[Pointing and labeling entries]
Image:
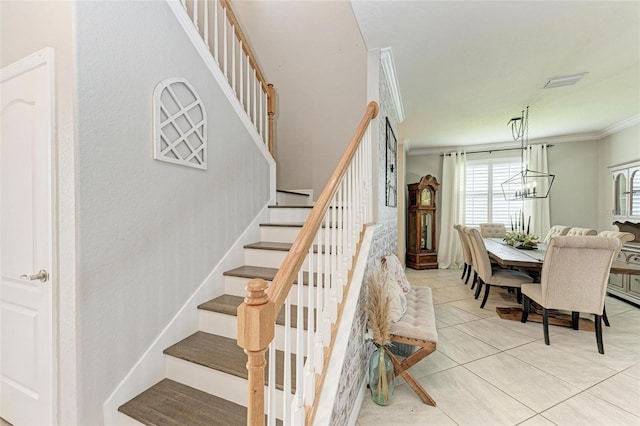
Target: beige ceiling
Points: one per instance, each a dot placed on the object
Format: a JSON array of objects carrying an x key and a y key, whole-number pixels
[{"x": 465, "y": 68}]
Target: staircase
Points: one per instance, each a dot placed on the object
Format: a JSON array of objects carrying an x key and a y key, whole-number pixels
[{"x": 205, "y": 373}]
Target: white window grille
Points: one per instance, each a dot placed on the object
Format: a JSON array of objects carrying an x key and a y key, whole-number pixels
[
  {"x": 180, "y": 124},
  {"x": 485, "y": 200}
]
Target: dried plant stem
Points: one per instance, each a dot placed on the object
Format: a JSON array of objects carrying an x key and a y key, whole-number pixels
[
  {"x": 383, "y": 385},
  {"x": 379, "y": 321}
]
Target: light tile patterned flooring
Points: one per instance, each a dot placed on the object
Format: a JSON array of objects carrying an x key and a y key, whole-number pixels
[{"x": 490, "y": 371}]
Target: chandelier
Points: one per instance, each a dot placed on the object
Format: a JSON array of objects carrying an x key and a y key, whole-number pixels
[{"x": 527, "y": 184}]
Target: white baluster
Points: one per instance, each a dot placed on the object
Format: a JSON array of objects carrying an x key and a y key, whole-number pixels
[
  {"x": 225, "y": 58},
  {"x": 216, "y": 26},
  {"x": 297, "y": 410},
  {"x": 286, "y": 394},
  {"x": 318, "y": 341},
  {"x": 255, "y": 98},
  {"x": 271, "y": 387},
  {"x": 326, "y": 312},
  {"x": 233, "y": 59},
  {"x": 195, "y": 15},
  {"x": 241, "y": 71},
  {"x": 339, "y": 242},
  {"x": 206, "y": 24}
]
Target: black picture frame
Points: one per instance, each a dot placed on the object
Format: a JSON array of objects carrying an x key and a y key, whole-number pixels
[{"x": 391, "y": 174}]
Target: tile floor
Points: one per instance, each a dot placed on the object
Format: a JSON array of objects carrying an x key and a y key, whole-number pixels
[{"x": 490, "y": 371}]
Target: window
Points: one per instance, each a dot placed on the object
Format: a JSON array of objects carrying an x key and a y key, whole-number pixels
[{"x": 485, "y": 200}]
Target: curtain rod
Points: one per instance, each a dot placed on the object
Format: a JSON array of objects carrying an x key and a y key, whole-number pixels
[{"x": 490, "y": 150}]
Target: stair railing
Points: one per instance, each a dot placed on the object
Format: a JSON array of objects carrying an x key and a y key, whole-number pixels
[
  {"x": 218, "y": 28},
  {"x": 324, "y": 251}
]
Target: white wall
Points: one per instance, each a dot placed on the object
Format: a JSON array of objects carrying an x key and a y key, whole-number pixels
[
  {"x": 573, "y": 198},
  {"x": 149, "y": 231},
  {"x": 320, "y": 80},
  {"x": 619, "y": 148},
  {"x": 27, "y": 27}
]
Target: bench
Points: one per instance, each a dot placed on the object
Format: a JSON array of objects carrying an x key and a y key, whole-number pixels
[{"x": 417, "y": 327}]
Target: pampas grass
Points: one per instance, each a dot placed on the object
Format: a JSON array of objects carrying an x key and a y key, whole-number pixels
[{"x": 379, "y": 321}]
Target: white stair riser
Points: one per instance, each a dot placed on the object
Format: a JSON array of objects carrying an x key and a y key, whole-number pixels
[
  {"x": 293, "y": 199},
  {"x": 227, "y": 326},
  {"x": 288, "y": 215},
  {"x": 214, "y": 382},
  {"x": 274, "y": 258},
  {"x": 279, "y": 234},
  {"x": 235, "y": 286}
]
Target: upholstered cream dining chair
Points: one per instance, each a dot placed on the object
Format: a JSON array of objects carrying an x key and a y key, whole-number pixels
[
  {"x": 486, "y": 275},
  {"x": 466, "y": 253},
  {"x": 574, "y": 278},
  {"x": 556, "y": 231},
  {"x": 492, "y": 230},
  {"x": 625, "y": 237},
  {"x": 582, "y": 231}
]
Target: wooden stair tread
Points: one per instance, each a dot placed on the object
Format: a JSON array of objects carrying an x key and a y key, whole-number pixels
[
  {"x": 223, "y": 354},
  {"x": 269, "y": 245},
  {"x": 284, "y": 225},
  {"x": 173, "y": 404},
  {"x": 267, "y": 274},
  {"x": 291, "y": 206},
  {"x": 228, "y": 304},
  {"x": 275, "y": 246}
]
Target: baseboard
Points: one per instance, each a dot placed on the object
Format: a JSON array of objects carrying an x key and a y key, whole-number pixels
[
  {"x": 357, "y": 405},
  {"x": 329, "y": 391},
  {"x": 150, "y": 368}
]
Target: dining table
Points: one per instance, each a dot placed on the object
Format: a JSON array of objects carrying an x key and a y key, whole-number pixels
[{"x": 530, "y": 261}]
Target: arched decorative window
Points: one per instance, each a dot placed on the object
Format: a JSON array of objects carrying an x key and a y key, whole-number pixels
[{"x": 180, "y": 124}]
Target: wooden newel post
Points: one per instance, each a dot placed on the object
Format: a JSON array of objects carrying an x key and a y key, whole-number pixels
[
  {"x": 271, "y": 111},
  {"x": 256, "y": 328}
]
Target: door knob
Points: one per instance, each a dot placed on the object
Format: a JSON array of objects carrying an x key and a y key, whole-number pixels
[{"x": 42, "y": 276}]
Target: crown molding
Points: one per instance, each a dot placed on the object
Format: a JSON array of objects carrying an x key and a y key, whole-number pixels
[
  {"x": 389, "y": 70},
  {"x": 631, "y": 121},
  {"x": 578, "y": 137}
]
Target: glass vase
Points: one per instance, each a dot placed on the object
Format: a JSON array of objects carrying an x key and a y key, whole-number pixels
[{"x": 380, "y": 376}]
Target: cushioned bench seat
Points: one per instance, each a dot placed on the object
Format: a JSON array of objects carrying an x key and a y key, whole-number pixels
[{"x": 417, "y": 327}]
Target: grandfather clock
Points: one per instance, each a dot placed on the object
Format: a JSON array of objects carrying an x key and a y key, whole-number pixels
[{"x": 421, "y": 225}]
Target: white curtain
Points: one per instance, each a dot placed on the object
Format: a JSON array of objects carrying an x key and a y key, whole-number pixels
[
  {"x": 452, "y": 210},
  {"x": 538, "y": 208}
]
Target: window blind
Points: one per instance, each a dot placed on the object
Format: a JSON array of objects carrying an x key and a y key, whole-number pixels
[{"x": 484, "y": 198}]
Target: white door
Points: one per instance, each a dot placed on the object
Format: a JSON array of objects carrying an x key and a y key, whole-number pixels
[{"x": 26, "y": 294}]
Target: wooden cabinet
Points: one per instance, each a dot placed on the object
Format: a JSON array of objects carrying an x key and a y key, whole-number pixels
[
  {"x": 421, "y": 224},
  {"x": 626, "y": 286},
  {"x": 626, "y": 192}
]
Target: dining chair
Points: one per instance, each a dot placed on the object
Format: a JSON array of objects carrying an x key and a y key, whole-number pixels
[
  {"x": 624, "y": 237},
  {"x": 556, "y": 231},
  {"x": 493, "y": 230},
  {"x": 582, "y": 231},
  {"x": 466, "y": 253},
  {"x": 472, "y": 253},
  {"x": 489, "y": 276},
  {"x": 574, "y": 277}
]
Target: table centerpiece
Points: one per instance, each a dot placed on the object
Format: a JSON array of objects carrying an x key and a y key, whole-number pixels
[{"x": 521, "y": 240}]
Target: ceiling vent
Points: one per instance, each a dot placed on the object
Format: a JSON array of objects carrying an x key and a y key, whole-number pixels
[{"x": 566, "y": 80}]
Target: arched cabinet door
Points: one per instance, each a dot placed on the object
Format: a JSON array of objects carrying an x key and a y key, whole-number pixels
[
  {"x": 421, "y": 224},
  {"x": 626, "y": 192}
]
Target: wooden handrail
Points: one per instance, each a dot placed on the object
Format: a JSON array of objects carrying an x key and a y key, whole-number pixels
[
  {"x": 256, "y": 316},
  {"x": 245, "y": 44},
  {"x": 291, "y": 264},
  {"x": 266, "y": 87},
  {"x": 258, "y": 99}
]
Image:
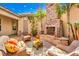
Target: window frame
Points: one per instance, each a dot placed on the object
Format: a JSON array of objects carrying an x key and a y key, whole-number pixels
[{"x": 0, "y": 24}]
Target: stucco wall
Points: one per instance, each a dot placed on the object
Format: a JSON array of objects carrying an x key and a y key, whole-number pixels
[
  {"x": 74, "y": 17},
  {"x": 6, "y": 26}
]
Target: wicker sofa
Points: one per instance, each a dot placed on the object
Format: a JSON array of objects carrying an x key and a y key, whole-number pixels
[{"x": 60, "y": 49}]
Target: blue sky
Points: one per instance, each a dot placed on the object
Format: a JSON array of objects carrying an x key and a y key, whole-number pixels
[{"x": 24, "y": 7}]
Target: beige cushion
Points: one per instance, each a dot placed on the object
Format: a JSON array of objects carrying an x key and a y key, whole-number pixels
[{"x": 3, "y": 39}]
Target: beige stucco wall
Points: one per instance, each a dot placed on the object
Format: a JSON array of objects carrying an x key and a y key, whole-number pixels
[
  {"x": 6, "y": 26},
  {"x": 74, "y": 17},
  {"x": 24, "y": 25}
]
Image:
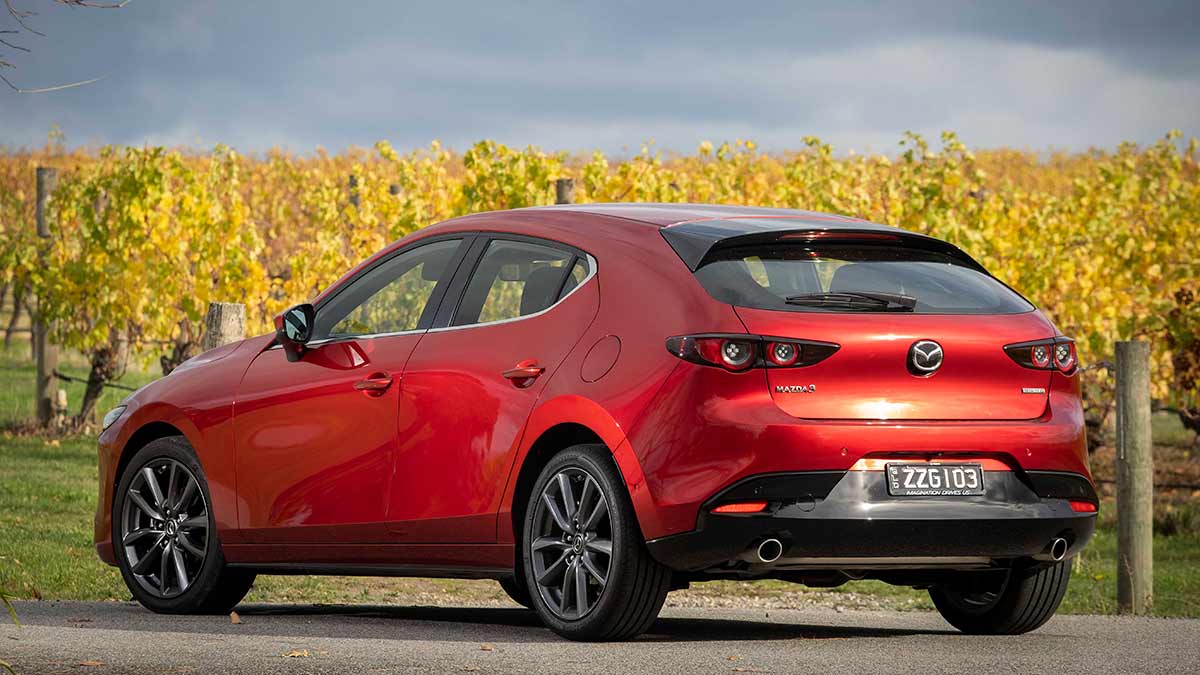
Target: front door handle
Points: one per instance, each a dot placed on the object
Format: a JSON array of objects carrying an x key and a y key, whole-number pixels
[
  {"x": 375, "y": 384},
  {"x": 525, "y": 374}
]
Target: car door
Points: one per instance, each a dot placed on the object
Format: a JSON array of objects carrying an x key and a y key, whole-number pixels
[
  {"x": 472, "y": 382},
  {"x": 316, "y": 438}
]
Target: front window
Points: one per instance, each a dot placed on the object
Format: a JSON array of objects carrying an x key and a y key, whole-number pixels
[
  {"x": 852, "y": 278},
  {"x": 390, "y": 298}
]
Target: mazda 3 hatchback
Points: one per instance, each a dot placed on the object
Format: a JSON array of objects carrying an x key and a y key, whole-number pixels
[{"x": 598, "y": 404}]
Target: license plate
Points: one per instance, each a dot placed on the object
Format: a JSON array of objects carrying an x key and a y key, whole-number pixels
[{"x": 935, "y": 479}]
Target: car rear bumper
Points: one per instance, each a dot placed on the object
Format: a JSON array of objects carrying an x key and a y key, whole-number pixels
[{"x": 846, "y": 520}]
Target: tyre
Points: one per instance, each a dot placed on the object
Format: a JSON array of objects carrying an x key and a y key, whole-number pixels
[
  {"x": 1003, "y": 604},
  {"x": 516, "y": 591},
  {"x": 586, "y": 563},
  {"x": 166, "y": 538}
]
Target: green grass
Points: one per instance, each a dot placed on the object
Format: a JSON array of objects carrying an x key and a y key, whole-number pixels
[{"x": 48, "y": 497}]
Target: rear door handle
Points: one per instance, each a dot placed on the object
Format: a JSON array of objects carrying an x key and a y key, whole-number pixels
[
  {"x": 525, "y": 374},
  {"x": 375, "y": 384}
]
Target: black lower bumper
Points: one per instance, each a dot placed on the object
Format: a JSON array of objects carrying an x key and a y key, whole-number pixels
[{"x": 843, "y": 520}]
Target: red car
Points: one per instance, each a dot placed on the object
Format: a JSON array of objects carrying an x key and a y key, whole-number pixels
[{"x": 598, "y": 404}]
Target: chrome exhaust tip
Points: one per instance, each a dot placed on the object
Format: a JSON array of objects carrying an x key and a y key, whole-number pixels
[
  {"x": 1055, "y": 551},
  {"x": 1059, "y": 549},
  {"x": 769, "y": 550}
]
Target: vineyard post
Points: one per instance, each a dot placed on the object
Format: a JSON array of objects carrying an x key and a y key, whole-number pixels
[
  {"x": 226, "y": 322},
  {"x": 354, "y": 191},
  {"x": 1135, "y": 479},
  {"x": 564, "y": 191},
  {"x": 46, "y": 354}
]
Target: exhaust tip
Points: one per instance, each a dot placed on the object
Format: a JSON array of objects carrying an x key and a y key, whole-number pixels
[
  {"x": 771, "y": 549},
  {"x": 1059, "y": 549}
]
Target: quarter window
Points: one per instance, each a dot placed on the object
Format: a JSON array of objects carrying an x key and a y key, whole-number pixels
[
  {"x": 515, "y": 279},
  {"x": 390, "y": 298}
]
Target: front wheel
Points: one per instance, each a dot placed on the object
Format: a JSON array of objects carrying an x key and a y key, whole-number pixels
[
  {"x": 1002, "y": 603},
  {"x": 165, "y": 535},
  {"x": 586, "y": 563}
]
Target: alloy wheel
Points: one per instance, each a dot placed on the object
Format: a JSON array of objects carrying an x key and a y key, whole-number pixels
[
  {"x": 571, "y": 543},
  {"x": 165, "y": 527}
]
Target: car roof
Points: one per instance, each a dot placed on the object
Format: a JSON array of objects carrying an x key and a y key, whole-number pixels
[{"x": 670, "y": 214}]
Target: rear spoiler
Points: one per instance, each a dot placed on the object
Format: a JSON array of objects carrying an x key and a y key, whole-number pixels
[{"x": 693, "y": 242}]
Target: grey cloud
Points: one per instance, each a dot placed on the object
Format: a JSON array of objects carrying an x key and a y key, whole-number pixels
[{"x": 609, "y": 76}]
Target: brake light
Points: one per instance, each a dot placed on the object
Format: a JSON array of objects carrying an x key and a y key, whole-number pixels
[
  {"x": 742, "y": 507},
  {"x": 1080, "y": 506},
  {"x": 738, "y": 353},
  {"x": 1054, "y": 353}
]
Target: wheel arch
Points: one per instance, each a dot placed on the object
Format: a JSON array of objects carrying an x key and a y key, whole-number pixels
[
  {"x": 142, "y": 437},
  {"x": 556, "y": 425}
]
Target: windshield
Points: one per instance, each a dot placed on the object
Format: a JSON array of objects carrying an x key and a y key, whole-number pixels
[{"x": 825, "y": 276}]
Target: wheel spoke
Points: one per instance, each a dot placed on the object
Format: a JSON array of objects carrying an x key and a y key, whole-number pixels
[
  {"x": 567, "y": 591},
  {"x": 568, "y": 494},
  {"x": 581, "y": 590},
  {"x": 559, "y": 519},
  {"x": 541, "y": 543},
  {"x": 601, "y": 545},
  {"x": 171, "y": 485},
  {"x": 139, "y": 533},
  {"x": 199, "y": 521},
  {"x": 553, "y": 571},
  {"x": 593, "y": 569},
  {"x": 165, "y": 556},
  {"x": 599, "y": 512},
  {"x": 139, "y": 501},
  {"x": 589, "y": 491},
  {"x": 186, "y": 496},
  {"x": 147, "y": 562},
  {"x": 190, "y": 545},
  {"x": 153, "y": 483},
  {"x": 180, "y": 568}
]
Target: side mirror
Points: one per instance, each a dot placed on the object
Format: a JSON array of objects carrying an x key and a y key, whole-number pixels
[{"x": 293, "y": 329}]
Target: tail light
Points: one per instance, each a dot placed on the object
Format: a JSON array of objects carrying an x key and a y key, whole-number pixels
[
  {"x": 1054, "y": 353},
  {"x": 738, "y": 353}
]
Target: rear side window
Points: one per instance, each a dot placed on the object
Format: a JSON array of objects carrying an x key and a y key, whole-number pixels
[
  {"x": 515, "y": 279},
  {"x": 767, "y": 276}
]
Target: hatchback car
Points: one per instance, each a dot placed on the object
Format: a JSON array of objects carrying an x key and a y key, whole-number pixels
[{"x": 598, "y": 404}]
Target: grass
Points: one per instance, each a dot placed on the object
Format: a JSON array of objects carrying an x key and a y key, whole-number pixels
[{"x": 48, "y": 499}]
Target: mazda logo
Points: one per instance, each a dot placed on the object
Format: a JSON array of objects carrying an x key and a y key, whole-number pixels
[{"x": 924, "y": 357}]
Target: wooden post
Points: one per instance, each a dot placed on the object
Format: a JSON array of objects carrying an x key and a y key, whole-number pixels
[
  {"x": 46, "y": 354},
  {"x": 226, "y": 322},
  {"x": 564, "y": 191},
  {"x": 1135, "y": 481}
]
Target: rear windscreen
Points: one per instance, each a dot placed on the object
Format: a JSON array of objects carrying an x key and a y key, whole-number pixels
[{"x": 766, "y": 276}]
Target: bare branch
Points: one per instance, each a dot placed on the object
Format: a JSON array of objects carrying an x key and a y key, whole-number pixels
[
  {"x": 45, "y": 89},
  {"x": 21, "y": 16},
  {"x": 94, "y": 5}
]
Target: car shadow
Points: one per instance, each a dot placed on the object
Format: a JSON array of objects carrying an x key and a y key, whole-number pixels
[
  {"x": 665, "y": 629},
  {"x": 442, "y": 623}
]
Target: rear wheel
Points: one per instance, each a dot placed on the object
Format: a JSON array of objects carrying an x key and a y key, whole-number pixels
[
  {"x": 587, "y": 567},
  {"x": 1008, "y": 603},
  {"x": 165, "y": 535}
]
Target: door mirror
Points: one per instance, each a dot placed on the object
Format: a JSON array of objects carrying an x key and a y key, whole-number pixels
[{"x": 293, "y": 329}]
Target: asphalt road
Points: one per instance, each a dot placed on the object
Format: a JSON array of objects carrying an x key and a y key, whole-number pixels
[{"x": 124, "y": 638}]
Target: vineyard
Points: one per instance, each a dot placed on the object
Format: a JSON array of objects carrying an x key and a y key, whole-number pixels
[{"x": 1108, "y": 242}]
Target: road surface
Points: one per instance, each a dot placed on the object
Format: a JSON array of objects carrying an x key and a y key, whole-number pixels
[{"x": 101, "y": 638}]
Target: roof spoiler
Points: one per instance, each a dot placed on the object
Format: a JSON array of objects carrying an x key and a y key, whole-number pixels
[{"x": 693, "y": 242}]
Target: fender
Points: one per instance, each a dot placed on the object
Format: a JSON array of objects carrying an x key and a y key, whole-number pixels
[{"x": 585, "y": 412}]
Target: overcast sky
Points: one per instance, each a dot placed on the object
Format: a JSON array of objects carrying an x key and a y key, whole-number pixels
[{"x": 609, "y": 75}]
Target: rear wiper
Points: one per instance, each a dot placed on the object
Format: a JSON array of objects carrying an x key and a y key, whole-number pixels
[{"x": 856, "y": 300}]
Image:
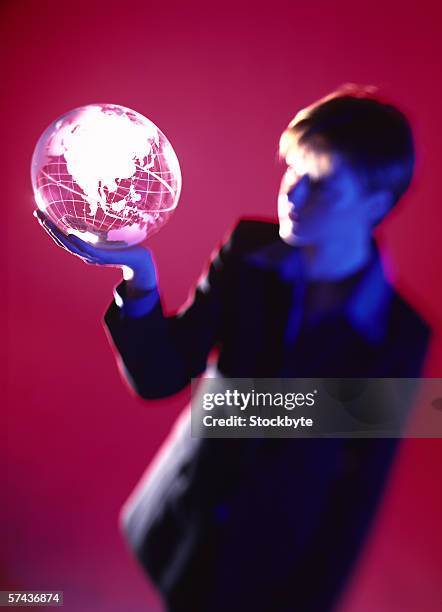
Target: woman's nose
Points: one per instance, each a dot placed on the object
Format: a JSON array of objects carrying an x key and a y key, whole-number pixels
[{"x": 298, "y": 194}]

§ Task description:
Write out exactly the lines from the line holding "Target: fender" through the last line of the records above, inclusive, and nothing more. Leave out the pictures.

§ Task answer:
Target: fender
Points: one per instance, each a dot placed on the object
Format: a JSON array of objects carrying an x key and a y key, whole-number pixels
[{"x": 585, "y": 412}]
Target: overcast sky
Points: one per instance, each a dot placed on the object
Format: a JSON array of objects carrying an x key and a y key, whole-number pixels
[{"x": 609, "y": 75}]
Target: rear wiper
Points: one per instance, each a dot placed on the object
Format: a JSON array of objects carrying an x key and a y key, whole-number pixels
[{"x": 856, "y": 300}]
Image:
Target: woman's nose
Points: one per instance, each a dot placed on the object
Format: a JSON array of objects carrying an x key and a y key, whole-number pixels
[{"x": 298, "y": 194}]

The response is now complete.